NASA

Can Jared Isaacman Win America the Second Space Race?

Key takeaways from the Senate hearing on Jared Isaacman’s re-nomination as NASA administrator

05 Dec 2025 — 3 min read

Image Source: Space.

I. Accelerating U.S. Lunar and Deep-Space Strategy

China’s rapid expansion of lunar and cislunar capabilities requires the United States to accelerate its own timelines.
The Moon functions as geopolitical high ground with strategic consequences for science, economics, and security.
Early U.S. presence is essential for shaping norms, governing resource access (including helium-3), and maintaining alliance confidence.
Delayed U.S. return to the lunar surface risks ceding influence over future space governance and technological pathways toward Mars.

Near term: Artemis II and III must proceed without delay to reestablish U.S. human missions beyond low Earth orbit.
Medium term: infrastructure for permanent lunar activity is required, including power systems, landers, habitats, and logistics networks.
Long term: a durable presence enables preparation for Mars missions and establishes U.S. leadership in the cislunar domain.
Continuous occupation deters strategic displacement by China and attracts international partners to U.S.-led frameworks.

Nuclear surface power (for example, a 100 kW fission reactor) is essential for surviving lunar nights, producing propellant, and enabling Mars operations.

TASK PROMPT » In the article on Jared Isaacman's re-nomination hearing, what example of nuclear surface power is given?

(Records from a collection)
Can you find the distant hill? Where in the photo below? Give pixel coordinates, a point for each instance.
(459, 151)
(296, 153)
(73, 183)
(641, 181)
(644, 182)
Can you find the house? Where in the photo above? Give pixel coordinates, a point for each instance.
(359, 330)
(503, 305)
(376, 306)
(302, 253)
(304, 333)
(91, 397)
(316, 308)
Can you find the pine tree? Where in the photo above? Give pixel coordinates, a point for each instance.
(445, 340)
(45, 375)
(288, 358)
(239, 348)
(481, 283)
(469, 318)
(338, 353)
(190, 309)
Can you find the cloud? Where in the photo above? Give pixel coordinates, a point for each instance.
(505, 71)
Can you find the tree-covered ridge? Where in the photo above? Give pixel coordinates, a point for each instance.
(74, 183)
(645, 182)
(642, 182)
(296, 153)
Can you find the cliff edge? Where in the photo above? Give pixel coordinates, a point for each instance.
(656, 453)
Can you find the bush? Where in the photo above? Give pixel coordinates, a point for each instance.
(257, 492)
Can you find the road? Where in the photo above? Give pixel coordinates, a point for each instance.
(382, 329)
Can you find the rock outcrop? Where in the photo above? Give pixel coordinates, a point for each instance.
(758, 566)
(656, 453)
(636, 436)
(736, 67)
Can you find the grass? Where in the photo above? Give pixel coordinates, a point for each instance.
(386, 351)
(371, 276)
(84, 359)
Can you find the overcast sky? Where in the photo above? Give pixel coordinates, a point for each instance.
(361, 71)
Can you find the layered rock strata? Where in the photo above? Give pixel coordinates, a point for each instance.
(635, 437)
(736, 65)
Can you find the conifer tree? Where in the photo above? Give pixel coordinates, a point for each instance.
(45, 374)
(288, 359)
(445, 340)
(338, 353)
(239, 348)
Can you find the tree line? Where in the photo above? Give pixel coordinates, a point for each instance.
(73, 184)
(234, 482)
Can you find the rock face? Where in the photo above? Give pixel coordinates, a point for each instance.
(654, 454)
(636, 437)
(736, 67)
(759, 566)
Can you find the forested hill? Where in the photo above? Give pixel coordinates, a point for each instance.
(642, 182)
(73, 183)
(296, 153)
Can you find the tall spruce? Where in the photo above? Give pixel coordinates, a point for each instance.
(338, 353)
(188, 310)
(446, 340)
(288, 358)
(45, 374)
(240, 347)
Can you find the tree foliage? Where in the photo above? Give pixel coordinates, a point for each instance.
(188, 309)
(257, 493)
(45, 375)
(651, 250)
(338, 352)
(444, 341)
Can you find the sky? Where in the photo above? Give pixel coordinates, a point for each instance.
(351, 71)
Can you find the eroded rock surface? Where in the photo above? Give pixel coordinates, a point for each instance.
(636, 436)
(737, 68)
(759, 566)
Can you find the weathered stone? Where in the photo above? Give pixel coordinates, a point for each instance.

OUTPUT OF THE TASK » A 100 kW fission reactor.